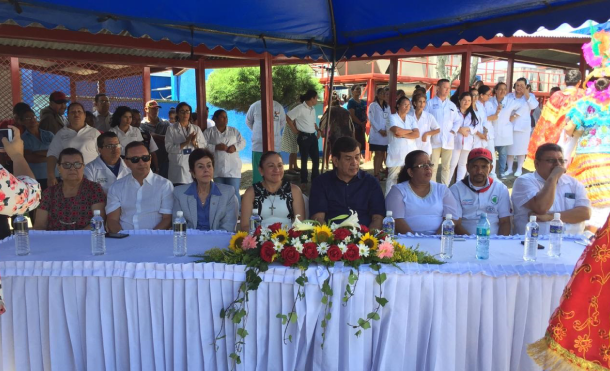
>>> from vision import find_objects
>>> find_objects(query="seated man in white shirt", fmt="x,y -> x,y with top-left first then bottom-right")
106,141 -> 174,232
512,143 -> 591,235
84,132 -> 131,193
450,148 -> 512,235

TASK –
Output every line of the records exactly, excluding all pictures.

RESULT FOR THIS TASK –
>>> from vision import find_objects
>>> find_objects(query="seated man in white shirt", fmt="x,y -> x,y with top-left first then bottom-right")
106,141 -> 174,232
512,143 -> 591,235
84,132 -> 131,193
450,148 -> 512,235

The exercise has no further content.